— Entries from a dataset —
★ ★ ★

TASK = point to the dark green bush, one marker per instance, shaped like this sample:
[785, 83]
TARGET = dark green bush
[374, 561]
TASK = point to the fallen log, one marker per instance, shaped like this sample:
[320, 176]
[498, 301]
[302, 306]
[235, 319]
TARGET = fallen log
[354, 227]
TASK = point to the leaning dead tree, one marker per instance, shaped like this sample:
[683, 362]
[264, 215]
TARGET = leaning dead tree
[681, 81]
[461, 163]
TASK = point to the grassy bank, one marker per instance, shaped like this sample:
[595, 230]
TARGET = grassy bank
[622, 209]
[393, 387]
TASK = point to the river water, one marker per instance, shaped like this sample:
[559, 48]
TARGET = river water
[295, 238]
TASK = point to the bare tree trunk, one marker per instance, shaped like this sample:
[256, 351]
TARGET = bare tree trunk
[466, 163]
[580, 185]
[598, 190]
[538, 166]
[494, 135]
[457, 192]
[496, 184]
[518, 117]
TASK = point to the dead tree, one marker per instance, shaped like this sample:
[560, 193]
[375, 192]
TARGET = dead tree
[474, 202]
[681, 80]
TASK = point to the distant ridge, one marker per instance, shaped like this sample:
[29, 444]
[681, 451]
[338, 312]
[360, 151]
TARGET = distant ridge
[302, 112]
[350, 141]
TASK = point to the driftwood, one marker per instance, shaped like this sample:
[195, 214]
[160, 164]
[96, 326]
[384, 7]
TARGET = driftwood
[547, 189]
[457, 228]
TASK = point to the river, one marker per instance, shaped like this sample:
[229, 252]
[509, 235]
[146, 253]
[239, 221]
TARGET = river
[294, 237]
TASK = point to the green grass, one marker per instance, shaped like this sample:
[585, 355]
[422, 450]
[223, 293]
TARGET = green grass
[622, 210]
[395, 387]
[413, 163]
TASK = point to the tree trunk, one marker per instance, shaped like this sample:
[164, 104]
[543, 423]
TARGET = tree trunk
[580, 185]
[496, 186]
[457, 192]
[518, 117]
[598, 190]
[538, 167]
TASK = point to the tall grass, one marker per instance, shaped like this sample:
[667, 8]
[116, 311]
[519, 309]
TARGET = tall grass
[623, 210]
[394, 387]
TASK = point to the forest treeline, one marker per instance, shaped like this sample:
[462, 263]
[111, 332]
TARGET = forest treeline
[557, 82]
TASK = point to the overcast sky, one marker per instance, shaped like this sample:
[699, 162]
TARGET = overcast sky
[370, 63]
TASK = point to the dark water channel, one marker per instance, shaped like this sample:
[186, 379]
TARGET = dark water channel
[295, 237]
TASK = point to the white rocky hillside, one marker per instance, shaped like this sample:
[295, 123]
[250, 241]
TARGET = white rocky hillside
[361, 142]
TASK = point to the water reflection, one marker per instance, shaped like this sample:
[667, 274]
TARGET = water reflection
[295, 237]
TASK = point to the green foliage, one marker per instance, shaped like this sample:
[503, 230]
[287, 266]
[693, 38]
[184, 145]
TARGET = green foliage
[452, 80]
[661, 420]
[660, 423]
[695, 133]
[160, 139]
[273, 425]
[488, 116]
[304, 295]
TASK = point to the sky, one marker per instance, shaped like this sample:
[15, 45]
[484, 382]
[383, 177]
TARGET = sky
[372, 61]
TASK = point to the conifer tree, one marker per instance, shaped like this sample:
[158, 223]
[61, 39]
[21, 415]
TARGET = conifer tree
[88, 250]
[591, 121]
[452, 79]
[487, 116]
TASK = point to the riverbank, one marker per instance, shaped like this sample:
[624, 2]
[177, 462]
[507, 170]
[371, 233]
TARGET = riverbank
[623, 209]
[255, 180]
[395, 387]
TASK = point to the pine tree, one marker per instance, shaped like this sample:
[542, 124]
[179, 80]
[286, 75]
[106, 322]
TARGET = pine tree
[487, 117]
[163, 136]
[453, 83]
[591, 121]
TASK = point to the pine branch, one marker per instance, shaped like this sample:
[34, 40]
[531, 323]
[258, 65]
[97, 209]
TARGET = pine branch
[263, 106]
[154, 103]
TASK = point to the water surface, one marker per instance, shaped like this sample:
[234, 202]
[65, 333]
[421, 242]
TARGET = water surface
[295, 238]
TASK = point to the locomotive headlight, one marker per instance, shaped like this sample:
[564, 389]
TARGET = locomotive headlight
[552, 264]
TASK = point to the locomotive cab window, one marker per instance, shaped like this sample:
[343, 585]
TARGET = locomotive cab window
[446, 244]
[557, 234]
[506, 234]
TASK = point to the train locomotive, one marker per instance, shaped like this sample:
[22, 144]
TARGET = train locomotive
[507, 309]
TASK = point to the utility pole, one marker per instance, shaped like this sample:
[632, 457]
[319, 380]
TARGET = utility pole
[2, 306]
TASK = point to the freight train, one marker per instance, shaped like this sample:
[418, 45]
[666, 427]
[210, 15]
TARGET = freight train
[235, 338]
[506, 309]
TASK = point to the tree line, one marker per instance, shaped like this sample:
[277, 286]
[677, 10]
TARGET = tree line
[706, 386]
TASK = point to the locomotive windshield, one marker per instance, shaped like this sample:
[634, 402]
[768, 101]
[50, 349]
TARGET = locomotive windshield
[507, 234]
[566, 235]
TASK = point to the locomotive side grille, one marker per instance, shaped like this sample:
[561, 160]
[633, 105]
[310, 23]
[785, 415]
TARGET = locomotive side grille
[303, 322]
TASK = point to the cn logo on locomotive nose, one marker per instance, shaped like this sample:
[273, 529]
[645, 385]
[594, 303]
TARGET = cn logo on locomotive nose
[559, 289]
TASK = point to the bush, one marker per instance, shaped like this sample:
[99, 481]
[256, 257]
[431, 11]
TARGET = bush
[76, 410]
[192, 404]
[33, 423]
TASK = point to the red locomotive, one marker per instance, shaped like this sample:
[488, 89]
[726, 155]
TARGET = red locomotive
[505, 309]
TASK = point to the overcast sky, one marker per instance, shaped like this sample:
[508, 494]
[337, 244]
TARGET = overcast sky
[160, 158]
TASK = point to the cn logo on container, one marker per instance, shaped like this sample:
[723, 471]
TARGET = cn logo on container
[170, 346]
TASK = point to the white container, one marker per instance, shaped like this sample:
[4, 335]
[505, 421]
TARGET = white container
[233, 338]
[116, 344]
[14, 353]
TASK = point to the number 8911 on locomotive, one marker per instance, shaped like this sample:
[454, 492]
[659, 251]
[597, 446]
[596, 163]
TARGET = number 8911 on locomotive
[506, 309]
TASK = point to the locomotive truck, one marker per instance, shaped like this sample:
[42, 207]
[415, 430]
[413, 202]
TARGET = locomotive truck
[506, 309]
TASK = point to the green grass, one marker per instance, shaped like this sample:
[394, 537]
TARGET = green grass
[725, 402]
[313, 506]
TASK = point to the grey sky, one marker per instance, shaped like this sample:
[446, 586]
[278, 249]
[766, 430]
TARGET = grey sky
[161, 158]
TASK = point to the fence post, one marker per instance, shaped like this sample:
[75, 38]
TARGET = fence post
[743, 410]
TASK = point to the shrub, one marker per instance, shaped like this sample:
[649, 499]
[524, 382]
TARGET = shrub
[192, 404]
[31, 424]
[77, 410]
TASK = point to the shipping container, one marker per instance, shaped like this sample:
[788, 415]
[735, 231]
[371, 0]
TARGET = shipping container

★ ★ ★

— WHAT IS NEEDED —
Write out exactly the final stretch of the records: the line containing "TASK = point to the red" and every line after it, through the last, and nothing else.

— EXERCISE OUTPUT —
TASK = point to the red locomotive, one marker per instance, shaped like this sample:
[488, 89]
[726, 155]
TARGET = red locomotive
[505, 309]
TASK = point to the overcast sky, one marker per instance, shaped like this sample:
[508, 494]
[337, 244]
TARGET = overcast sky
[160, 158]
TASK = point to the cn logo on container, one marker per instance, shaped like this sample:
[723, 471]
TARGET = cn logo on container
[170, 346]
TASK = point to the white container, one marker per instance, shaped like this sample:
[4, 335]
[505, 421]
TARGET = white container
[233, 338]
[116, 344]
[14, 353]
TASK = point to the number 8911 on locomotive, one marker per instance, shaped like this sample:
[454, 492]
[659, 251]
[597, 446]
[596, 163]
TARGET = number 8911 on locomotive
[506, 309]
TASK = point to the locomotive truck, one marker per instance, shaped like this sample:
[42, 207]
[415, 430]
[413, 202]
TARGET = locomotive truck
[506, 309]
TASK = point to the green grass, one marker per instance, shaped like this sample:
[394, 537]
TARGET = green grass
[725, 402]
[313, 506]
TASK = point to the grey sky, one marker per instance, shaped like this sample:
[446, 586]
[278, 249]
[766, 430]
TARGET = grey sky
[161, 158]
TASK = point to the fence post, one marker per instance, shaped like this sample:
[75, 38]
TARGET = fence post
[743, 410]
TASK = point to the shrub, one marker per instance, shaped like this sample:
[649, 499]
[524, 382]
TARGET = shrub
[192, 404]
[31, 424]
[77, 410]
TASK = point to the shipping container, one marker per instance, shaped like this sample:
[788, 415]
[735, 231]
[371, 0]
TARGET = shipping container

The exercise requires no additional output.